> [PROBLEM DESCRIPTION]
Return each line of the data below that contains the string "mask".

** begin **

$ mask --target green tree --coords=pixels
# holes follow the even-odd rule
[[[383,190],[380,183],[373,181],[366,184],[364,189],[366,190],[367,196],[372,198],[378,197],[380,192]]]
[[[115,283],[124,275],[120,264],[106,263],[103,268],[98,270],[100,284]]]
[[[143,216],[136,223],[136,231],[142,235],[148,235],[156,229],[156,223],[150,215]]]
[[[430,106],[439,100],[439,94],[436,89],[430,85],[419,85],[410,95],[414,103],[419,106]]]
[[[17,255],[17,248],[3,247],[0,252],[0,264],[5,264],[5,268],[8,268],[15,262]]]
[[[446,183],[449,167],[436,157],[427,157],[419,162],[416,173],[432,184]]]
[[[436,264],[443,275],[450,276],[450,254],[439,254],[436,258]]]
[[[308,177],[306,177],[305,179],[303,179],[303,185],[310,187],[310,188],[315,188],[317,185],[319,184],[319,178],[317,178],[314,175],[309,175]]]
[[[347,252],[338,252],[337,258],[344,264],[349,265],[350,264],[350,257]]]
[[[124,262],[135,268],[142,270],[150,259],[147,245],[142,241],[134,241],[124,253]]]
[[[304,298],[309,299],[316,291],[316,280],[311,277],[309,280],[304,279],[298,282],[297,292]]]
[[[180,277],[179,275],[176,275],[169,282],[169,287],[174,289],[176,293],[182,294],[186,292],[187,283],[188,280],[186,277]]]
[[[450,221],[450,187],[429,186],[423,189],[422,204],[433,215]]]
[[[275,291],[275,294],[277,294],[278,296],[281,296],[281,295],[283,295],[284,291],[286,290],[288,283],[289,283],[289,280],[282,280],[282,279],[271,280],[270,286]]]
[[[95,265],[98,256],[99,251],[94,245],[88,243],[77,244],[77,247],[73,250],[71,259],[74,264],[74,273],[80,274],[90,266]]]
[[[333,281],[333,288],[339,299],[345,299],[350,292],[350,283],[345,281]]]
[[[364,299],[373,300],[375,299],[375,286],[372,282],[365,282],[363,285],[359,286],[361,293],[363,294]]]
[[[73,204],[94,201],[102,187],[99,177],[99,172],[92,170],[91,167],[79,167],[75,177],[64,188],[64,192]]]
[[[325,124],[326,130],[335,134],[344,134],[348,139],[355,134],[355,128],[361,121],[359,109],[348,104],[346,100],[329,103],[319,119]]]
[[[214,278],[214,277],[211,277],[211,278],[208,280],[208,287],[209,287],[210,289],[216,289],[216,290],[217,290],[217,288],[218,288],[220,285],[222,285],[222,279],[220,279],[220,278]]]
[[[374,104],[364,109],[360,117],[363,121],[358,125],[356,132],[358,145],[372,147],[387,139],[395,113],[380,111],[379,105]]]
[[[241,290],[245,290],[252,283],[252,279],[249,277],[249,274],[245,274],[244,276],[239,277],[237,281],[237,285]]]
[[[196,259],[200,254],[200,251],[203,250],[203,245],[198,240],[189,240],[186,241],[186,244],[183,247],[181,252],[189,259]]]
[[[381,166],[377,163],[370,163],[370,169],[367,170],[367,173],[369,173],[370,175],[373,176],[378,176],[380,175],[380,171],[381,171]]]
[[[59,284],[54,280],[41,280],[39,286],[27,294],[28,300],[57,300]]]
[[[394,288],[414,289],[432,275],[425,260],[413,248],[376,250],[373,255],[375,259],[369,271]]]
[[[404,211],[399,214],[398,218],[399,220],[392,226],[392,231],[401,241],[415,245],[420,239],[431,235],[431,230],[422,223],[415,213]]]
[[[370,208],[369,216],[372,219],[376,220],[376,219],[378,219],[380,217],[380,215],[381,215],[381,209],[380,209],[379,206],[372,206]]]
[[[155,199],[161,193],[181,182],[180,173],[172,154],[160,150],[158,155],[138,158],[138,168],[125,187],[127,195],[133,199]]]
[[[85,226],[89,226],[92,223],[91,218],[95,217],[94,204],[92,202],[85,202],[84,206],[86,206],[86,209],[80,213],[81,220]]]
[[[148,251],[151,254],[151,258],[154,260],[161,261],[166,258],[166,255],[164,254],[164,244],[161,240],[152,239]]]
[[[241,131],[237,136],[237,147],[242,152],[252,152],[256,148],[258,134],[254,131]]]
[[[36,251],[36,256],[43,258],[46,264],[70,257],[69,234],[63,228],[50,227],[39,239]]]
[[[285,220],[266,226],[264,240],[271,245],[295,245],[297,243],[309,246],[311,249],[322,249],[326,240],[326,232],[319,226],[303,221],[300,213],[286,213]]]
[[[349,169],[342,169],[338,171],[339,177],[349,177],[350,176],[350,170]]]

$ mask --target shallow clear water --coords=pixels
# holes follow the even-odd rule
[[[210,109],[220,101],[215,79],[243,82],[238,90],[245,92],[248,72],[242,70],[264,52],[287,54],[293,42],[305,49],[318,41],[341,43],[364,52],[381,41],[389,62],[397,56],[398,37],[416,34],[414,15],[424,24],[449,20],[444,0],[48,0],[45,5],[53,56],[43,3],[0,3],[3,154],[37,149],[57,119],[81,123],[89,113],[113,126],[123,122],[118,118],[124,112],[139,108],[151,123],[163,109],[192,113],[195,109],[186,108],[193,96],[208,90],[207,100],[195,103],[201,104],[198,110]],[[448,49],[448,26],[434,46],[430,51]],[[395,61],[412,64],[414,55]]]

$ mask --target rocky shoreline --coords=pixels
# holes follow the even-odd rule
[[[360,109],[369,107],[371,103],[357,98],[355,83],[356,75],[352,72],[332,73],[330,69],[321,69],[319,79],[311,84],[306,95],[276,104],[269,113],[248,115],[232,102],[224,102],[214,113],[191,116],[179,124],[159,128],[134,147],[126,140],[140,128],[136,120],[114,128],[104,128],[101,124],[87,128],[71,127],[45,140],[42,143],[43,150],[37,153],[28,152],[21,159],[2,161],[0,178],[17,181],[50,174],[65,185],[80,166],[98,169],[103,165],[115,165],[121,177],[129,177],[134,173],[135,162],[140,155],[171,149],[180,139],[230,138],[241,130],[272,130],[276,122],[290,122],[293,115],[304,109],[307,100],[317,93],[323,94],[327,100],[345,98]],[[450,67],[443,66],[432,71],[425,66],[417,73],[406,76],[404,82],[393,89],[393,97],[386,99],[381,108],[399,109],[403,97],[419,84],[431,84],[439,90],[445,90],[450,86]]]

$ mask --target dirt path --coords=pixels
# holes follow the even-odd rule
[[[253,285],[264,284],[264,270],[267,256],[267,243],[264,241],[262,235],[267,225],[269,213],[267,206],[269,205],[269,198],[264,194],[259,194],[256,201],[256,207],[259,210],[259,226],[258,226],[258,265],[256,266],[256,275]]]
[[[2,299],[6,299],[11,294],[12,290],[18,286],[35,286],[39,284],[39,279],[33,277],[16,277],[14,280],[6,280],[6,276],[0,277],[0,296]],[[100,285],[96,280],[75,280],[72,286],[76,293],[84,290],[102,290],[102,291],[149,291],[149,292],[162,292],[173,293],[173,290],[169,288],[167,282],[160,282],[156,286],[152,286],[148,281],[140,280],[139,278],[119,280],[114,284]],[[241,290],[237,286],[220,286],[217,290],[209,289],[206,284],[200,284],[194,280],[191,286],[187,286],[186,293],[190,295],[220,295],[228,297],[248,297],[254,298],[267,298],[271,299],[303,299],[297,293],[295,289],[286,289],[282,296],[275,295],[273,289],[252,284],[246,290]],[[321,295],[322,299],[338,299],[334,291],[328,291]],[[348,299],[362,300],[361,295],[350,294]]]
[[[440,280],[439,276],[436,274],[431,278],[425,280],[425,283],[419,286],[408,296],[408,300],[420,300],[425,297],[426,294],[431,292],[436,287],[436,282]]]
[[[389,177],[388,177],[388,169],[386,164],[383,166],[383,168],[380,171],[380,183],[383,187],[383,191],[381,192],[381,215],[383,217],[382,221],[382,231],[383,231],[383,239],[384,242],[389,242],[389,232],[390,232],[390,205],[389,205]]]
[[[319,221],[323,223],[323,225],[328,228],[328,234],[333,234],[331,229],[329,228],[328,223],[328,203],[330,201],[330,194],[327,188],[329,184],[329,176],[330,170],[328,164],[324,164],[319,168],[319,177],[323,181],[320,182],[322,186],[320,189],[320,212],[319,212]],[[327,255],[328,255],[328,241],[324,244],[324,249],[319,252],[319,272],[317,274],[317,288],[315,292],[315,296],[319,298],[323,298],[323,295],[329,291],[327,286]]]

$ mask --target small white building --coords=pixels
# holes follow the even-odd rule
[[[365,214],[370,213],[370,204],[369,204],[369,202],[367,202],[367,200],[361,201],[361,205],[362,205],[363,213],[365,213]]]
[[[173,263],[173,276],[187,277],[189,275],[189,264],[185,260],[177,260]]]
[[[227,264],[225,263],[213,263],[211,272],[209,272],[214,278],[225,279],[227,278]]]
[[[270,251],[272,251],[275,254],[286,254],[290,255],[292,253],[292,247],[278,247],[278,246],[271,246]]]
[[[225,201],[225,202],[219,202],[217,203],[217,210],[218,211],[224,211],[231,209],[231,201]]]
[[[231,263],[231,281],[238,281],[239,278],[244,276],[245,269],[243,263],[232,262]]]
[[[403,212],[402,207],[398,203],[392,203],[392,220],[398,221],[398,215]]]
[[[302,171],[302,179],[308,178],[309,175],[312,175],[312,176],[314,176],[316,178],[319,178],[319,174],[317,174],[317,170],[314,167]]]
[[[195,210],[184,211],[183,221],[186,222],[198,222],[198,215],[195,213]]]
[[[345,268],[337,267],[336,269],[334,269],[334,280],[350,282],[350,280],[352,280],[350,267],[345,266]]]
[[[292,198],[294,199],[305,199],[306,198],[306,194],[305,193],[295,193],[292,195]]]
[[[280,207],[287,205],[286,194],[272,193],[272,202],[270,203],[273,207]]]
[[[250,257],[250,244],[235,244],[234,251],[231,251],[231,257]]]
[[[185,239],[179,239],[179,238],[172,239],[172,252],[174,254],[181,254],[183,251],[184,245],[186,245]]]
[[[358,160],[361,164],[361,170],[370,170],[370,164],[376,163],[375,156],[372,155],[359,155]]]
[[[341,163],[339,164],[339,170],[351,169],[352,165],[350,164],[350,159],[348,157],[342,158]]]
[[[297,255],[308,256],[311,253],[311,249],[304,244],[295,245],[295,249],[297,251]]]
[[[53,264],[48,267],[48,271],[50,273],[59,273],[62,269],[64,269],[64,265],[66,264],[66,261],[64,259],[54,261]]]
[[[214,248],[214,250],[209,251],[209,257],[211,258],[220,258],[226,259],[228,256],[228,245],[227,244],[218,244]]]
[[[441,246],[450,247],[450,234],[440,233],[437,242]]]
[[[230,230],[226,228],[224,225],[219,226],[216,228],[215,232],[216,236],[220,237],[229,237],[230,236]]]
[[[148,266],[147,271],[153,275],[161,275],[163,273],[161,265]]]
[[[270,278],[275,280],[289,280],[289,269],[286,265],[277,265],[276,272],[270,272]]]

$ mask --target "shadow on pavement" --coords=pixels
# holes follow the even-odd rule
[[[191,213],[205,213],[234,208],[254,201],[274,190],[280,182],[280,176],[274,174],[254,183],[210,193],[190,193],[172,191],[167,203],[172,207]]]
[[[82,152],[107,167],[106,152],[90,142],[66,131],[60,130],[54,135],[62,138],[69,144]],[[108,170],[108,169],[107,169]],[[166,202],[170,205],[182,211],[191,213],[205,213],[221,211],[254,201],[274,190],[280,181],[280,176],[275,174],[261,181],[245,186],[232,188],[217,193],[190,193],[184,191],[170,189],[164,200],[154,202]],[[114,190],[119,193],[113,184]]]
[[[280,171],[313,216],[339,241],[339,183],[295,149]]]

** end **

> [RESULT OF THE EXERCISE]
$ mask --target green tree --coords=pixels
$ mask --target shallow clear water --coords=pixels
$ mask --target rocky shoreline --coords=pixels
$ mask --target dirt path --coords=pixels
$ mask --target small white building --coords=pixels
$ mask --target "shadow on pavement" --coords=pixels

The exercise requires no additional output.